(Records for the task begins)

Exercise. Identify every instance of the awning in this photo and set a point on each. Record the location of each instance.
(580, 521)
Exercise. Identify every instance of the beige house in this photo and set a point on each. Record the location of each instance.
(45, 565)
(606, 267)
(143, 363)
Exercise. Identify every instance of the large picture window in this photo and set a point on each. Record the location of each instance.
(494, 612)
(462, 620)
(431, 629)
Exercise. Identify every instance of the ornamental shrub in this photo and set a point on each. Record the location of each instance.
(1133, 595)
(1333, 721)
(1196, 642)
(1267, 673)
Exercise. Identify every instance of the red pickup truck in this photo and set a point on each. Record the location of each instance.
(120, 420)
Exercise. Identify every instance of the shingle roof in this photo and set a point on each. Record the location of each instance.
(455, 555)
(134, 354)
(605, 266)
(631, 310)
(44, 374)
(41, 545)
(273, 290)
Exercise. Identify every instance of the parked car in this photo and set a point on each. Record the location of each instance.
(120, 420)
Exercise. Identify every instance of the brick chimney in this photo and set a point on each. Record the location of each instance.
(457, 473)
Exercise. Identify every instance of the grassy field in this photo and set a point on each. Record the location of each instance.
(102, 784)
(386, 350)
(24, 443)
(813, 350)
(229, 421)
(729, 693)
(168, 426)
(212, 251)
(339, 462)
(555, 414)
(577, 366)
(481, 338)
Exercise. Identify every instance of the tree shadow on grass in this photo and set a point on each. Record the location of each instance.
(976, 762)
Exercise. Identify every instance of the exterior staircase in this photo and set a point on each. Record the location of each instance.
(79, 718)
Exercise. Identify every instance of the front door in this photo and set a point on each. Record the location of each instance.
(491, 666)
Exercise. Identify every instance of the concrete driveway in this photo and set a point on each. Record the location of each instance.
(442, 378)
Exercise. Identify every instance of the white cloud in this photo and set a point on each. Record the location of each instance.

(Records for the task ends)

> **Exercise description**
Every entry above should be given again exactly as shown.

> **Your response**
Exercise. Identify every instance of the awning in this photo and set a point on each. Record the location of each instance.
(580, 521)
Exercise. Identify every instance of the beige house in this photo and set a point on each. Record the location of each instance.
(45, 565)
(606, 267)
(143, 363)
Exercise. Identify every instance of the large picture window in this photo and set a point on each. Record the location of each instance.
(494, 612)
(462, 620)
(431, 629)
Exercise. Identify every instance of the ornamental shrub in this photo and set a point on each. Record the location of each instance.
(1133, 595)
(1333, 721)
(1196, 642)
(1267, 673)
Exercise. Identify every instance of the red pickup truck in this photo and set a point on each. Record the location of each instance.
(120, 420)
Exercise. Identify every instance of the shingle roof in this photo and set a point on each. Record the location of each instance.
(455, 555)
(134, 354)
(605, 266)
(631, 310)
(44, 374)
(41, 545)
(273, 290)
Exercise. Identify every instance of the parked car in this photo and set a point on each. Record the location of each instance.
(120, 420)
Exercise. Identify every instance of the brick chimney in this photo and set a point on each. Record the location of each instance.
(457, 473)
Exercise. Identify every instance of the grassy field in this photo and set a point on each. Record the location of each instance.
(102, 784)
(386, 350)
(24, 443)
(813, 350)
(229, 421)
(729, 693)
(168, 426)
(212, 251)
(339, 462)
(555, 414)
(577, 366)
(481, 338)
Exercise. Identify every instance of the tree shadow on grass in this photo and set a point on each. Record the location of each instance.
(976, 762)
Exercise. Identify every instance of the exterior staircase in this photo and set a point on each. Record the location of each instance.
(79, 718)
Exercise. Identify every instance of the front door in this photo and set a point on each. Record the location of each instance.
(491, 666)
Exercise. Identify every instance of the concrete driveway in this photo and set a point on each. Record the location of each instance.
(442, 378)
Exercise. Identify every instance of the white cloud in this photo and set a point on each. Record the location of each instance.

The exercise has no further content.